## START

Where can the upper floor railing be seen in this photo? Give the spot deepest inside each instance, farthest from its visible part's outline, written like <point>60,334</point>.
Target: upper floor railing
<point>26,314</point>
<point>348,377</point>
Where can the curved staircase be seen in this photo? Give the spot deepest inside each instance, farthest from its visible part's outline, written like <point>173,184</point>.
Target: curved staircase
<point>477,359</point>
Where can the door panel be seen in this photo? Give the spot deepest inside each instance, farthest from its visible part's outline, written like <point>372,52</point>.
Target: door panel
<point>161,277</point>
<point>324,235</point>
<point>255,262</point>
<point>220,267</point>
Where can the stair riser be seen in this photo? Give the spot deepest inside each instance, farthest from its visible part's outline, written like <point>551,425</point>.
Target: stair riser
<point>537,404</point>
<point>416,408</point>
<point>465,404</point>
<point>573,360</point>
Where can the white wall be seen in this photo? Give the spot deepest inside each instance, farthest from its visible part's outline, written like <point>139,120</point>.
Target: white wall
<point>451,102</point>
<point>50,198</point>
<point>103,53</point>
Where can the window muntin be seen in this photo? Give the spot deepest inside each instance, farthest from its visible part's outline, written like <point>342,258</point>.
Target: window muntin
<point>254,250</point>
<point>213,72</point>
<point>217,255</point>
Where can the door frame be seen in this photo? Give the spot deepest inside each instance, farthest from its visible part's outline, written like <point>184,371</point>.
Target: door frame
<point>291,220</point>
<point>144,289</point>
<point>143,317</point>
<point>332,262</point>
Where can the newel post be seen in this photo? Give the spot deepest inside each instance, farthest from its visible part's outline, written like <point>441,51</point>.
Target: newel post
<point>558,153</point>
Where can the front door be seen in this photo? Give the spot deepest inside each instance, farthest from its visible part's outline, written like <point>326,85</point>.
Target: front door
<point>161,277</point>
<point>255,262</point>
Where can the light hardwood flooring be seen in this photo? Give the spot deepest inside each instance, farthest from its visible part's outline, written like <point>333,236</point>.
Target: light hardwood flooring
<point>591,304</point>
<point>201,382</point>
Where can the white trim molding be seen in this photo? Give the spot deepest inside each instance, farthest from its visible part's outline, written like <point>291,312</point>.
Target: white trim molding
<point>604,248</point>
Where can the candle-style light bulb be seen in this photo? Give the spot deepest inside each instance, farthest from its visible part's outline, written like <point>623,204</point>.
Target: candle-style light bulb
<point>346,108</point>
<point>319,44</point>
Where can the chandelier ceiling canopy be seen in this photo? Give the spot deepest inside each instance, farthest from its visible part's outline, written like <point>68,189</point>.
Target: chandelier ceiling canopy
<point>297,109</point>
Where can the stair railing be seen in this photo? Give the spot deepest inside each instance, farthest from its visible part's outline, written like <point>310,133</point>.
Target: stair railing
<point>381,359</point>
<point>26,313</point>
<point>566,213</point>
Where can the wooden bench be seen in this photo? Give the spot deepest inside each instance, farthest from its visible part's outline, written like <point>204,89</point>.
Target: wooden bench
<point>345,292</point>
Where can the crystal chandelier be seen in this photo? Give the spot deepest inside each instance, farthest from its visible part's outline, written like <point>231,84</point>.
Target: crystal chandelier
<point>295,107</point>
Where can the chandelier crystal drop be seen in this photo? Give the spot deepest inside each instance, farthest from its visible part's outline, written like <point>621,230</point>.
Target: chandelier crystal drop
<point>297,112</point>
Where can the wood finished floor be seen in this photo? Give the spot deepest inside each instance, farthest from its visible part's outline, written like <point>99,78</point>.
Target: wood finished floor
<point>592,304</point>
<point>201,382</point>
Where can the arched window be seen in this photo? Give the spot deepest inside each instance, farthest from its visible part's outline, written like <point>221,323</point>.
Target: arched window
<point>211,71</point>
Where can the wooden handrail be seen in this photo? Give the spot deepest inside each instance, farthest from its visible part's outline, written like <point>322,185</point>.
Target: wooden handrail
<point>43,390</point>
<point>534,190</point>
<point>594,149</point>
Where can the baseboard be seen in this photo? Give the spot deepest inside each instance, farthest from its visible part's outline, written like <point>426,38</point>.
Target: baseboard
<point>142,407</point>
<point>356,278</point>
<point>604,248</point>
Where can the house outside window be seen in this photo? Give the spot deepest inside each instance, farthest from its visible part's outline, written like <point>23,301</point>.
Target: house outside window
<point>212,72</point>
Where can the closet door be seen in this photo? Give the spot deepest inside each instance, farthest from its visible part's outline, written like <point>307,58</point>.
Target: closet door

## END

## WHAT YOU SHOULD DO
Begin at the start of the items and stop after the line containing "<point>573,360</point>", then give those lines again with the requests included. Scale only the point coordinates in the answers by 0.5, rounding to whole numbers with halves going up, and leave the numbers in the requests and their format samples unchanged.

## CORRECT OUTPUT
Where can the upper floor railing be seen in this photo? Give the spot deepest inside each instance, farthest from its visible part's outline, written like <point>60,334</point>.
Target: upper floor railing
<point>13,157</point>
<point>174,189</point>
Where can the curved staircase be seen in this photo? Give the spot deepest inside each instance, farthest from its visible part's outline, written like <point>173,184</point>.
Target: curved staircase
<point>239,180</point>
Where can the door panel be seen in this photo? Give the spot deepest inside each instance, farthest from its visible part's outline, written like <point>372,52</point>.
Target: door panel
<point>81,139</point>
<point>162,118</point>
<point>128,131</point>
<point>110,134</point>
Where can the stair riser be seen in this photo? Give the spot deepest inside each instance, farthest from its visible part's outline, written like <point>551,425</point>.
Target: stair riser
<point>269,202</point>
<point>208,204</point>
<point>233,202</point>
<point>287,180</point>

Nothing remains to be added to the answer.